In 2013, Lackey received nothing but cheers from the surprised and grateful Boston fans. Nevertheless, he adamantly maintained the Kid’s attitude—“Screw ’em”—all season long. As he walked into to the Red Sox dugout after being relieved in another fine pitching performance and the Boston fans saluted him, Lackey refused to reciprocate with the traditional hat tip, all season long and through the play-offs. The fans were fickle hypocrites, and their loyalty conditional. They booed him when he was valiantly pitching hurt and embarrassed in 2011, and he wasn’t going to forget it. They were going to get snubbed like they deserved, and that was the way it was going to be.

_Supplied information_.

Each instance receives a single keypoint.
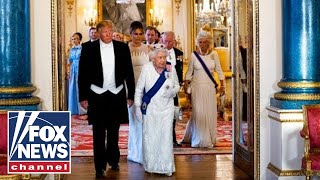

_Job_.
Reproduce the whole passage about Lackey and the Boston fans word for word.

_Finished answer_.
In 2013, Lackey received nothing but cheers from the surprised and grateful Boston fans. Nevertheless, he adamantly maintained the Kid’s attitude—“Screw ’em”—all season long. As he walked into to the Red Sox dugout after being relieved in another fine pitching performance and the Boston fans saluted him, Lackey refused to reciprocate with the traditional hat tip, all season long and through the play-offs. The fans were fickle hypocrites, and their loyalty conditional. They booed him when he was valiantly pitching hurt and embarrassed in 2011, and he wasn’t going to forget it. They were going to get snubbed like they deserved, and that was the way it was going to be.